WORK TO BE COMPLETED - Everything in the listing should be restated word for word.

Segment Start: DATA SUPPLIED

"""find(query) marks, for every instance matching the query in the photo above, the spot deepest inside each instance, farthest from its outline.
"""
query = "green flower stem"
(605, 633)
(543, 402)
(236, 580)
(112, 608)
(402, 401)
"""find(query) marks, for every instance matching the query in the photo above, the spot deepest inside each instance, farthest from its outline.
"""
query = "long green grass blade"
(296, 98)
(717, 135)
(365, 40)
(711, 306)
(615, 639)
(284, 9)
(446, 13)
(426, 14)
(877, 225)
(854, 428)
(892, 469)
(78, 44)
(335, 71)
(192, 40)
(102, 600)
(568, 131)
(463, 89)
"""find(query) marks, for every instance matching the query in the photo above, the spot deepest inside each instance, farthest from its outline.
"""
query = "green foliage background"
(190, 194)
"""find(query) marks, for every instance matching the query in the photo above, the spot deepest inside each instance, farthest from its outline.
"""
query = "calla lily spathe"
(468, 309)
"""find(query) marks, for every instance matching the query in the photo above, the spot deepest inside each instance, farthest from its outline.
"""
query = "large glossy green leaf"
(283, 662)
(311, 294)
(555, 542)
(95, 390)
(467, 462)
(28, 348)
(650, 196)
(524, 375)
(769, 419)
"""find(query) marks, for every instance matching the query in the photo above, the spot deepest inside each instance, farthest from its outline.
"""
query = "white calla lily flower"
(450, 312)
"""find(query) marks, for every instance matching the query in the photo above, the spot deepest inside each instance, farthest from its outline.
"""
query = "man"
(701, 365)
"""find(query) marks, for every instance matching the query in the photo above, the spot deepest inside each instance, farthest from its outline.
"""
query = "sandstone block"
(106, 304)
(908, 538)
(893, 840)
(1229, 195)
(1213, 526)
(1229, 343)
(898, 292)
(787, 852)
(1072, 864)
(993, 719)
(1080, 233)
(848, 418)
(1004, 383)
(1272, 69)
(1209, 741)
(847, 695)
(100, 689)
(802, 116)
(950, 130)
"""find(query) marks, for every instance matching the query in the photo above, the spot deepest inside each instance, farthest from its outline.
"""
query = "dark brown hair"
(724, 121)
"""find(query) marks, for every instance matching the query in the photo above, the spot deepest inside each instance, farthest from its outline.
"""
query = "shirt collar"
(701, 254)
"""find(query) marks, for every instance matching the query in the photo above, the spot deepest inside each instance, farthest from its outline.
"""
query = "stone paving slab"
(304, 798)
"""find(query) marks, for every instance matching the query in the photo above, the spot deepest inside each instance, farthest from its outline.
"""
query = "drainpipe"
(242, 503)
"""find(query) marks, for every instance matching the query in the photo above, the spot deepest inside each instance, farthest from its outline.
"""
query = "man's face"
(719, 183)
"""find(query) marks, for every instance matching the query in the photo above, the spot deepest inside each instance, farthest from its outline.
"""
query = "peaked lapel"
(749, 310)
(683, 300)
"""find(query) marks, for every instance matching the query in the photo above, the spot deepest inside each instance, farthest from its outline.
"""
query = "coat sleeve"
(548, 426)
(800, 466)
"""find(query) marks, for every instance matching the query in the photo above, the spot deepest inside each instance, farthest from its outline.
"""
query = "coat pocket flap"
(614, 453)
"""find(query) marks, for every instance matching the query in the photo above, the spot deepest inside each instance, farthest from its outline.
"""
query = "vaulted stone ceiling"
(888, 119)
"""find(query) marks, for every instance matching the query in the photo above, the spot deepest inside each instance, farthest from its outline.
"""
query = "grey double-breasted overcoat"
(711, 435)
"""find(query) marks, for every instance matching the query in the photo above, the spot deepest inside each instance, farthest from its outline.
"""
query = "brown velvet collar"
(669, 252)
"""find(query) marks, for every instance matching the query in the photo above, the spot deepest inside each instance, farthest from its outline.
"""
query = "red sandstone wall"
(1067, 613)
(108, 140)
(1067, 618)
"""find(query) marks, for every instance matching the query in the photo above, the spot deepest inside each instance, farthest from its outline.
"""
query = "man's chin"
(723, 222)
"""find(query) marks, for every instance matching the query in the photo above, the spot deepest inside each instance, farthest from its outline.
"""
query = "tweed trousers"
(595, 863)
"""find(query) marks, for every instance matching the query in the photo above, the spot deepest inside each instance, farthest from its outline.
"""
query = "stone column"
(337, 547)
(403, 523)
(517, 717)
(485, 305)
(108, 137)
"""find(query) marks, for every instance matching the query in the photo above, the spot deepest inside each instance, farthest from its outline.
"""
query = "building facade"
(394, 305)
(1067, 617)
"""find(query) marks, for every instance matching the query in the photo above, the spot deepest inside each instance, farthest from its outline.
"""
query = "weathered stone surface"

Segment End: DATA SUPPLIED

EXERCISE RESPONSE -
"""find(query) marks, for every instance matching the query in the photo above, the spot deepest inside each instance, farthest from its outline.
"""
query = "green flower stem"
(605, 633)
(543, 402)
(236, 580)
(112, 608)
(402, 401)
"""find(query) marks, for every instance matching the query in the photo above, the spot deepest inside each instance, farthest from its outline.
"""
query = "long green grass blade"
(296, 98)
(717, 135)
(365, 40)
(711, 306)
(615, 639)
(284, 9)
(446, 13)
(426, 14)
(877, 225)
(854, 428)
(892, 469)
(78, 44)
(335, 71)
(192, 40)
(102, 600)
(568, 131)
(463, 89)
"""find(query) marks, for every instance matching the query in the photo above, the spot deepest inside each instance, farthest from its outline.
"""
query = "green foliage background"
(190, 194)
"""find(query) marks, for every instance matching the query in the photo above, the spot deepest inside each instance, farthest from its outline.
"""
query = "calla lily spathe"
(468, 309)
"""find(query) marks, for every instance matching the query in the photo above, the spot deepest inside each instance, farthest from its outline.
"""
query = "large glossy green leaf"
(283, 662)
(311, 294)
(555, 542)
(95, 390)
(467, 462)
(28, 348)
(650, 196)
(524, 375)
(769, 419)
"""find(query) marks, for every instance matching the query in the photo above, the spot deepest inside each instance, farthest from its outline.
"""
query = "white calla lily flower"
(450, 312)
"""find(query) marks, for every instance matching the query in the photo above, the spot deepest inside each instance, farthest from its outline.
"""
query = "man"
(701, 365)
"""find(query) marks, for every instance matching the query in the photo above, the spot deepest inside each instance, farthest from its outline.
"""
query = "sandstone block"
(106, 304)
(908, 538)
(893, 840)
(1229, 195)
(1213, 526)
(1229, 343)
(898, 292)
(787, 852)
(1072, 864)
(993, 719)
(1080, 233)
(848, 418)
(1004, 383)
(1272, 69)
(1209, 741)
(847, 695)
(100, 689)
(802, 116)
(950, 130)
"""find(query) marks, for every instance matching the query in the photo above, the spot deepest inside each instance, farthest from its outline.
"""
query = "dark brown hair"
(724, 121)
"""find(query) marks, for every instance matching the query in the photo above, the spot deepest inside each instance, farthest from its outline.
"""
query = "shirt collar"
(701, 254)
"""find(query) marks, for every instance matching the query in the photo above, the spot deepest inside each instance, farthest from its outline.
"""
query = "stone paving slab"
(304, 798)
"""find(query) marks, for every instance matching the query in the photo above, the spot deepest inside each instance, farthest from its outline.
"""
query = "drainpipe"
(242, 503)
"""find(query) marks, for every instance matching the query in the photo above, the spot deepest inside each instance, farthest from its outline.
"""
query = "man's face"
(719, 183)
"""find(query) marks, for every instance matching the query in the photo above, the spot deepest inside each instance, farthest from its outline.
"""
query = "peaked lapel"
(749, 310)
(683, 300)
"""find(query) marks, for every instance matching the query in the photo above, the spot deepest inside each instance, farthest from its outline.
"""
query = "coat sleeve"
(548, 426)
(800, 466)
"""find(query) marks, for every instance matching the query in the photo above, the spot deepest inside each instance, farthest from its outline.
"""
query = "coat pocket flap"
(614, 453)
"""find(query) marks, for every instance matching the query in the photo above, the spot deepest inside each instance, farthest from its outline.
"""
query = "vaulted stone ceiling"
(888, 119)
"""find(query) marks, for every instance matching the query in the photo above, the spot deepest inside each instance, farthest from its outline.
"""
query = "grey double-breasted overcoat"
(711, 435)
"""find(query) marks, for every instance matching the query in the photo above, the spot deepest inside each instance, farthest from its outline.
"""
query = "brown velvet collar"
(669, 252)
"""find(query) marks, for every instance matching the query in the photo above, the spot deepest inside each instance, farthest from its outline.
"""
query = "red sandstone wall"
(1067, 613)
(108, 140)
(1067, 618)
"""find(query) marks, for every instance matching the query in the photo above, the spot deepest inside each instance, farthest from its outline.
"""
query = "man's chin"
(723, 222)
"""find(query) marks, for every instance matching the query in the photo above, the spot deepest inside each instance, farthest from its outline.
"""
query = "tweed trousers"
(595, 863)
"""find(query) marks, for every instance matching the query in the photo above, the spot deepest inside each instance, farthest from its outline.
"""
query = "stone column"
(337, 547)
(403, 523)
(517, 717)
(485, 305)
(108, 137)
"""find(query) marks, for every instance matching the query in the photo above, the spot deepest inside each instance, farthest from its outline.
"""
query = "building facade"
(394, 305)
(1067, 617)
"""find(query) marks, for every instance matching the query in the photo above, the spot deepest inside each instance, farthest from its outline.
"""
query = "weathered stone surface"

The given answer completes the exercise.